Usman Sinaga, seorang warga lainnya, sependapat dengan Jaulahan. “Pembangunan di Humbang Hasundutan nyata sudah sampai ke desa-desa,” kata Usman.

Perbandingan kualitas pembangunan desa di Kecamatan Sitiotio dengan desa tetangga di Kabupaten Humbang Hasundutan itu memang benar adanya, seperti yang pernah diterbitkan tabloid Batak Raya pada edisi April 2016 dengan judul “Pembangunan Belum Sampai ke Perbatasan”. Dalam liputan itu wartawan Ramses Simanjuntak menulis, antara lain:

“Janji Raja adalah satu desa di Samosir yang berbatasan langsung dengan Tipang, Kecamatan Bakkara, Kabupaten Humbahas. Kedua desa yang berdampingan ini sama-sama berada di tepi Danau Toba. Sama-sama memiliki panorama yang menakjubkan. Memiliki hubungan dagang dan juga hubungan emosional. Perbatasan Tipang dan Janji Raja sekaligus juga perbatasan Kabupaten Samosir dengan Kabupaten Humbang Hasundutan.”

------------------------------------------------------------------------

- Kumpulan Soal
1. Jawablah pertanyaan tentang teks pembangunan desa di perbatasan Samosir dan Humbang Hasundutan:
(a) Siapa yang sependapat dengan Jaulahan?
(b) Pada edisi bulan dan tahun berapa tabloid Batak Raya memuat liputan "Pembangunan Belum Sampai ke Perbatasan"?
(c) Janji Raja berbatasan langsung dengan desa apa?
2. Sambunglah teks tentang pembangunan desa di perbatasan Samosir dan Humbang Hasundutan, dimulai setelah kalimat terakhirnya.
Baris-baris data tidak diperlukan untuk mengerjakan soal.

------------------------------------------------------------------------

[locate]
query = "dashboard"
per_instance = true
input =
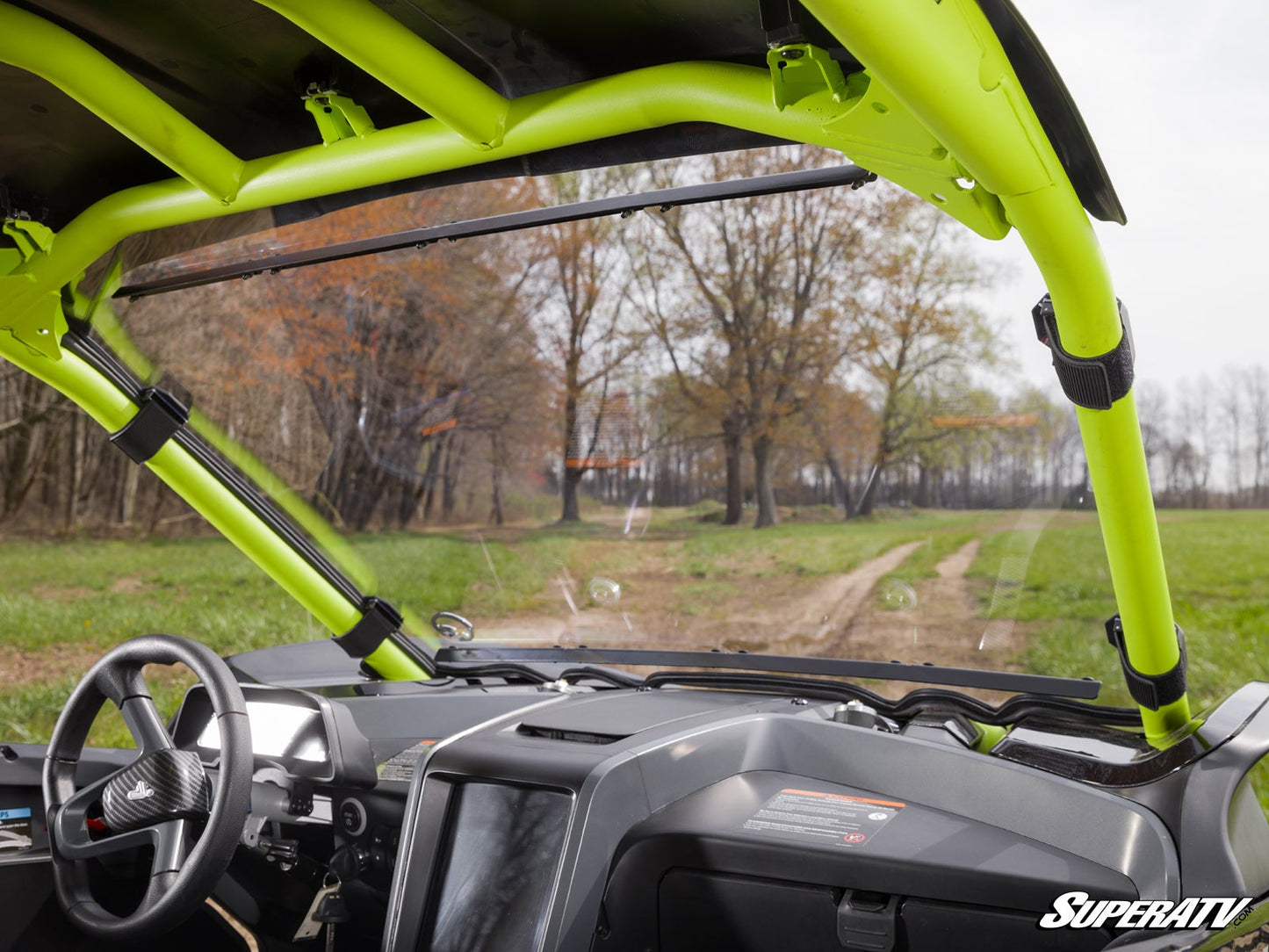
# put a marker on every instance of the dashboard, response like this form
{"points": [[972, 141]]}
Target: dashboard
{"points": [[494, 818]]}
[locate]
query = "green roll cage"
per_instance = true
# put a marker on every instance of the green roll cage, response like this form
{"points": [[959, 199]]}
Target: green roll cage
{"points": [[938, 110]]}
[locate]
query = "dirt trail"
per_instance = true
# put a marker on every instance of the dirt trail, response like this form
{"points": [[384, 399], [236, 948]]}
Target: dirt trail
{"points": [[941, 627], [832, 606], [769, 615]]}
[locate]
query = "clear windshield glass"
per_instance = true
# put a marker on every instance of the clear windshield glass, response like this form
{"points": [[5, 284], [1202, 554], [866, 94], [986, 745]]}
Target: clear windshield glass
{"points": [[569, 435]]}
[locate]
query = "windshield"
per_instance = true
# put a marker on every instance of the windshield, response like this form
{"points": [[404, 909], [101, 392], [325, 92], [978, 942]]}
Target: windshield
{"points": [[570, 435]]}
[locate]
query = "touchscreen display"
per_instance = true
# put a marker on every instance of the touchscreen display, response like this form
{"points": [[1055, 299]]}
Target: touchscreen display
{"points": [[502, 846], [278, 730]]}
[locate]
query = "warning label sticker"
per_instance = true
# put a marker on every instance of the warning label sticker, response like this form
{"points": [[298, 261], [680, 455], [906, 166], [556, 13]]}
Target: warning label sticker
{"points": [[16, 829], [813, 817], [400, 767]]}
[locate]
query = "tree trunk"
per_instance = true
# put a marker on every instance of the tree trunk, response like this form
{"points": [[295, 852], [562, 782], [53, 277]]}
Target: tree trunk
{"points": [[763, 489], [495, 461], [570, 510], [866, 498], [732, 430]]}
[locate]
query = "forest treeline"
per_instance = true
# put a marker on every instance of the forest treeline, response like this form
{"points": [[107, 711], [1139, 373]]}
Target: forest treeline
{"points": [[816, 348]]}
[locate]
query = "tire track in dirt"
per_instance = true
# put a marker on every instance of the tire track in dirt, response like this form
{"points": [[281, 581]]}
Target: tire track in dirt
{"points": [[943, 627], [832, 607]]}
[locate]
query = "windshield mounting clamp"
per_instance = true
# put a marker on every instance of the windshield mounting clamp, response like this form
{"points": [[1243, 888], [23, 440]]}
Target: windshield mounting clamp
{"points": [[1092, 382], [336, 116], [159, 418], [1150, 690], [379, 621]]}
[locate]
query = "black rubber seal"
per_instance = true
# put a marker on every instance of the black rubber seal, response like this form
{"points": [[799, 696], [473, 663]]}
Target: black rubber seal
{"points": [[379, 621], [1150, 690], [1092, 382], [159, 418]]}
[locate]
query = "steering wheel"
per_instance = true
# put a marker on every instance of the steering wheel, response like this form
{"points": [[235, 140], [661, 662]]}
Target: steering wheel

------------------------------------------------------------------------

- Kunci Jawaban
1.
(a) Usman Sinaga
(b) April 2016
(c) Tipang, Kecamatan Bakkara, Kabupaten Humbahas

2.
“Meski berdekatan, kedua desa ini memiliki perbedaan yang sangat mencolok dalam hal pembangunan oleh pemerintah masing-masing. Desa Tipang terlihat jelas kemajuannya dari sisi pariwisata serta ekonomi masyarakatnya, didukung dengan infrastruktur jalan yang memadai. Mobil jenis sedan ceper pun tidak terhalang untuk mengitari kawasan Bakti Raja sampai ke Tipang. Restoran, bengkel, dan fasilitas umum lainnya tidak sulit ditemukan di desa ini. Sedangkan di Janji Raja justru sebaliknya, sangat tertinggal dari sisi pembangunan. Jangankan kendaraan roda empat, roda dua jenis matik pun sangat sulit masuk ke Janji Raja.”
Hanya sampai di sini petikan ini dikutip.